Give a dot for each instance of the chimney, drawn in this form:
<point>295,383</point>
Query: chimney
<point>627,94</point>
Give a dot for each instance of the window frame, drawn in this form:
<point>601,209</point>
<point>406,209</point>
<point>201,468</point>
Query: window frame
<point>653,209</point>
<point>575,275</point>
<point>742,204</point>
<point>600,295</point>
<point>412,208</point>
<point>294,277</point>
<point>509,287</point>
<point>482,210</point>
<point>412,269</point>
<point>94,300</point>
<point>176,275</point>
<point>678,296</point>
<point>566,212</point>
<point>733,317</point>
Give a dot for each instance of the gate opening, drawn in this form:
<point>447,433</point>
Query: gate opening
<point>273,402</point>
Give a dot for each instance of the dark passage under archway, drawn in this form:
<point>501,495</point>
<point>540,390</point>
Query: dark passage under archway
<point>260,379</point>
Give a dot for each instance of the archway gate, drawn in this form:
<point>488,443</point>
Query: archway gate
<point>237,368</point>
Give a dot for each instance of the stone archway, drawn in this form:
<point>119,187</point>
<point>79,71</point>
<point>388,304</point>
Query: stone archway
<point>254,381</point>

-------------------------

Reproduce the entire listing above line for line, with no changes.

TASK RESULT =
Give a dot for each instance of the chimney, drawn in this form:
<point>295,383</point>
Query: chimney
<point>627,94</point>
Give a dot for each instance of the window frame, drawn in this form:
<point>601,209</point>
<point>406,209</point>
<point>201,468</point>
Query: window frame
<point>653,209</point>
<point>575,275</point>
<point>742,204</point>
<point>600,295</point>
<point>412,208</point>
<point>294,277</point>
<point>509,287</point>
<point>482,210</point>
<point>412,269</point>
<point>94,300</point>
<point>176,275</point>
<point>678,296</point>
<point>566,212</point>
<point>733,317</point>
Give a dot for each instance of the gate opening, drawn in this form:
<point>447,433</point>
Query: gate opening
<point>273,402</point>
Give a dot for each instance of the dark passage under archway, drawn in this form:
<point>501,495</point>
<point>540,390</point>
Query: dark passage under archway
<point>260,379</point>
Give a dot for each instance of the archway gate, drawn in this form:
<point>488,443</point>
Query: archway gate
<point>237,368</point>
Give a dot for each instance of the stone archway, drawn in this form:
<point>119,187</point>
<point>79,71</point>
<point>388,304</point>
Query: stone archway
<point>254,381</point>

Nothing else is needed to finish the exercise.